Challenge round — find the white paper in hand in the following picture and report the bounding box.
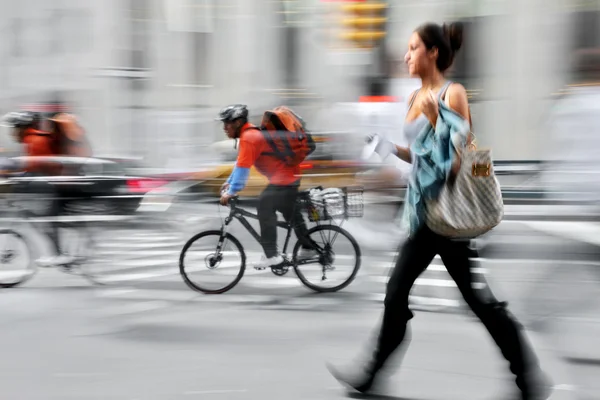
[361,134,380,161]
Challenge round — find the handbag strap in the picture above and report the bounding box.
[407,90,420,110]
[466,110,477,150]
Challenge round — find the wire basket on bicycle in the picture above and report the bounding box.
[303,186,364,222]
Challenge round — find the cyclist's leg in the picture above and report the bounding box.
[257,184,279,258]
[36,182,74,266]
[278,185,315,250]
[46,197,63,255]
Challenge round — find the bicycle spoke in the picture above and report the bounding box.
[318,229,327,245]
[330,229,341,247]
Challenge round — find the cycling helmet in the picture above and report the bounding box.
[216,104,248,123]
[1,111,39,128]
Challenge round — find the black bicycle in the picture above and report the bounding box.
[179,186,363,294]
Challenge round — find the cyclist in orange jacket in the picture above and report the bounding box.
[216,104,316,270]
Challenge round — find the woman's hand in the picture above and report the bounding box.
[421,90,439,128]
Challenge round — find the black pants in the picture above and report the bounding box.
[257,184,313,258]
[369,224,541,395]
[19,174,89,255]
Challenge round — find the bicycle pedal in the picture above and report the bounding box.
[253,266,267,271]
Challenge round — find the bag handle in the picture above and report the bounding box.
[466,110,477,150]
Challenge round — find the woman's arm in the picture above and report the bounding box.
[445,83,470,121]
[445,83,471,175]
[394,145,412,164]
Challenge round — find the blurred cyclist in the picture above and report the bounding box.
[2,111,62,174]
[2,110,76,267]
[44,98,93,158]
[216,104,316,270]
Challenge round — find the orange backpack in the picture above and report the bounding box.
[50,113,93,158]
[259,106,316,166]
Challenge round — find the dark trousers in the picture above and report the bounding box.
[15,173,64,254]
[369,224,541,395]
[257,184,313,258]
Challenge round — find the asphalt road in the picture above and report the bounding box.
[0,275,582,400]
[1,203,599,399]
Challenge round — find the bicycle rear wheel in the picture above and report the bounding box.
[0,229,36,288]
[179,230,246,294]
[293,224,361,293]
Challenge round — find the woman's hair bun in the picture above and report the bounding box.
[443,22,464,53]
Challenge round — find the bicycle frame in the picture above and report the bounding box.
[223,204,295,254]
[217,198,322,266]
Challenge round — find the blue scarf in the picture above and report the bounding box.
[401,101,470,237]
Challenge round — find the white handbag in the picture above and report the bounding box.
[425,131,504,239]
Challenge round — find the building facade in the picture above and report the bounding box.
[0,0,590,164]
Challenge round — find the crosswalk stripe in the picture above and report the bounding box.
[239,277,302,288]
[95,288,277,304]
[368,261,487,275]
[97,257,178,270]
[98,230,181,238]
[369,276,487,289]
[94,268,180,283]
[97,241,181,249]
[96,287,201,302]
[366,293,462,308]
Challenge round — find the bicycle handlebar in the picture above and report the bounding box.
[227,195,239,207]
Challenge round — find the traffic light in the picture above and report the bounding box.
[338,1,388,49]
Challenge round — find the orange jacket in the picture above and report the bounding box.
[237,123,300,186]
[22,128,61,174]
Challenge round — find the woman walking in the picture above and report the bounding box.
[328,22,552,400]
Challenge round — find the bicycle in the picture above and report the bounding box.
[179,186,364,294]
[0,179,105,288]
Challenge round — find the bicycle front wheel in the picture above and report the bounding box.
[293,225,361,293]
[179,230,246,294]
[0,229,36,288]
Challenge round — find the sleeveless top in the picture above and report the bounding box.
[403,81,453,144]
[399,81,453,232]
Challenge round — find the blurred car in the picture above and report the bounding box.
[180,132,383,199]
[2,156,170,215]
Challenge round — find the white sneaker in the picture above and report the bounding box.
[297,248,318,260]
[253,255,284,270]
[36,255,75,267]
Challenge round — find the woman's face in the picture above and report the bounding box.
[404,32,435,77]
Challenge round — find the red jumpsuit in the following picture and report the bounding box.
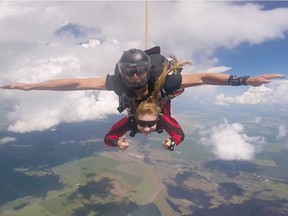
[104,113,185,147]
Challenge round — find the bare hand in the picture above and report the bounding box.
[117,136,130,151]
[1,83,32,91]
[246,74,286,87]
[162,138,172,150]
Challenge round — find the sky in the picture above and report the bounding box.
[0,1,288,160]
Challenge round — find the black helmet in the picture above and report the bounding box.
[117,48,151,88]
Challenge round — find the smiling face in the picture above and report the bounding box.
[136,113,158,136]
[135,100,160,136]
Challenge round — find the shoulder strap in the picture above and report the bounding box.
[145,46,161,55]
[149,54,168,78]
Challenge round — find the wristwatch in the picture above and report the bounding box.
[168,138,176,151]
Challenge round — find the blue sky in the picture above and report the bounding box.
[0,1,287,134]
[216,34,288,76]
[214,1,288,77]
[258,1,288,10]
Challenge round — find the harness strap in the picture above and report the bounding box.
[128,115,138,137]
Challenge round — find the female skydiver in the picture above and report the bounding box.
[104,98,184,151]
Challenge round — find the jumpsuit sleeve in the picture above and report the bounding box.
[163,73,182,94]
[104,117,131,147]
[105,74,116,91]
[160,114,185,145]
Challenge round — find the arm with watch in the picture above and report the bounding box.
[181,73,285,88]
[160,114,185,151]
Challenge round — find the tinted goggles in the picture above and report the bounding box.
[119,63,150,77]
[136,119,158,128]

##############################

_ACTIVITY:_ Return all of the entries exactly as written, but drop any pictures they hold.

_RESULT:_
Challenge round — find the white paper in hand in the following picture and report the bounding box.
[361,134,380,161]
Challenge round — find the handbag strap in the picture above and report the bounding box.
[407,90,420,110]
[466,110,477,150]
Challenge round — find the wire basket on bicycle in the picture above and report the bounding box.
[303,186,364,222]
Challenge round — find the cyclist's leg in the picture above and report the bounding box.
[257,184,279,258]
[36,182,74,266]
[278,185,315,250]
[46,197,63,255]
Challenge round — find the bicycle spoke in the picture above and report the bounding box.
[318,229,327,245]
[330,229,341,247]
Challenge round — find the cycling helmet in the picture above and report the bounding box.
[216,104,248,123]
[1,111,39,128]
Challenge round — find the black bicycle in the picture above and report the bounding box.
[179,186,363,294]
Challenge round — find the cyclist in orange jacket in the picture above and report the bounding box.
[216,104,316,270]
Challenge round — find the woman's hand in the picture above and report the bounding box.
[421,90,439,128]
Challenge round — find the black pants in the picture above and report the bounding box.
[257,184,313,258]
[369,224,541,395]
[19,174,89,255]
Challenge round — find the bicycle pedal in the picture above and report the bounding box.
[253,266,267,271]
Challenge round — find the bag handle in the picture above and report the bounding box.
[466,110,477,150]
Challenge round — find the woman's arm in the picture above and report the bounding box.
[445,83,470,121]
[445,83,471,175]
[394,145,412,164]
Challenge round — find the blurred cyclist in the picture above and report the bounding box.
[2,111,62,174]
[2,110,76,267]
[44,98,93,158]
[216,104,316,270]
Challenge round — find the orange backpack in the picture above and report the bounding box.
[50,113,93,158]
[259,106,316,166]
Challenge round — find the dark trousers in the picture above and report the bounding box.
[15,173,64,254]
[369,224,541,395]
[257,184,313,258]
Challenge round — find the asphalt road in the picture above and report the bounding box.
[0,275,582,400]
[1,203,599,399]
Challenge round — find the bicycle rear wheel in the picture above and report the bounding box.
[0,229,36,288]
[179,230,246,294]
[293,224,361,293]
Challenge round — find the woman's hair bun in the picture above and report the bounding box.
[443,22,464,53]
Challenge round — find the bicycle frame in the picture above and report the bounding box.
[223,204,295,254]
[217,198,322,266]
Challenge round — find the blue scarf in the picture above and report the bounding box.
[401,101,470,237]
Challenge round — find the white handbag in the picture above and report the bounding box.
[425,131,504,239]
Challenge round — find the building facade in the picture above and report the bounding box.
[0,0,590,164]
Challenge round — find the crosswalk stripe in the picture above and report the bounding box.
[239,277,302,288]
[95,288,277,304]
[368,261,487,275]
[97,257,178,270]
[98,230,181,238]
[369,276,487,289]
[94,268,180,283]
[97,241,181,249]
[96,287,201,302]
[366,293,462,308]
Challenge round — find the bicycle handlebar in the picture above and report the bounding box.
[227,195,239,207]
Challenge round — find the traffic light in the picture above and report the bounding box.
[338,1,388,49]
Challenge round — find the orange jacket in the picture above and report the bounding box.
[237,123,300,186]
[22,128,61,174]
Challenge round — find the woman walking in the picture above and report the bounding box.
[328,22,552,400]
Challenge round — find the bicycle in the picture above and report the bounding box.
[179,186,364,294]
[0,179,105,288]
Challenge round — find the bicycle front wheel in the picture above and report the bounding box.
[293,225,361,293]
[179,230,246,294]
[0,229,36,288]
Challenge round — find the sleeveless top in the picture above and report the bounding box.
[403,81,453,144]
[399,81,453,232]
Challenge round — find the blurred car in the picture above and report the bounding box.
[180,132,383,199]
[2,156,170,215]
Challenge round — find the white sneaker in the picture above and report the bounding box.
[297,248,318,260]
[253,255,284,270]
[36,255,75,267]
Challenge round — find the woman's face in the picture above and report the bounding box.
[404,32,435,77]
Challenge round — find the red jumpsuit in the following picture and report the bounding box.
[104,113,185,147]
Challenge round — find the bare hand in the picture above and report the bounding box.
[117,136,130,151]
[1,83,32,91]
[246,74,286,87]
[162,138,172,150]
Challenge round — find the sky in the picture above and report the bounding box.
[0,1,288,160]
Challenge round — find the black helmet in the picture above and report the bounding box.
[117,48,151,88]
Challenge round — find the smiling face in the picture above and report the bounding box.
[136,113,158,136]
[135,100,160,136]
Challenge round — find the shoulder strap in the picture above and report the bounding box.
[145,46,161,55]
[149,54,168,78]
Challenge round — find the wristwatch in the picture above and report the bounding box.
[168,138,176,151]
Challenge round — find the blue sky in the picture above and report the bounding box.
[0,1,287,134]
[216,34,288,76]
[214,1,288,77]
[258,1,288,10]
Challenge round — find the harness strap in the picture above and report the bounding box.
[128,115,138,137]
Challenge round — find the female skydiver in the picture above and report the bounding box.
[104,98,184,151]
Challenge round — find the jumpsuit sleeve in the picture above and report the bounding box.
[163,73,182,94]
[104,117,131,147]
[105,74,116,91]
[160,114,185,145]
Challenge round — find the arm with watch in the picture above and report the bounding box.
[181,73,285,88]
[160,114,185,151]
Challenge round — find the tinted goggles in the picture above and report the bounding box.
[119,63,150,77]
[136,119,158,128]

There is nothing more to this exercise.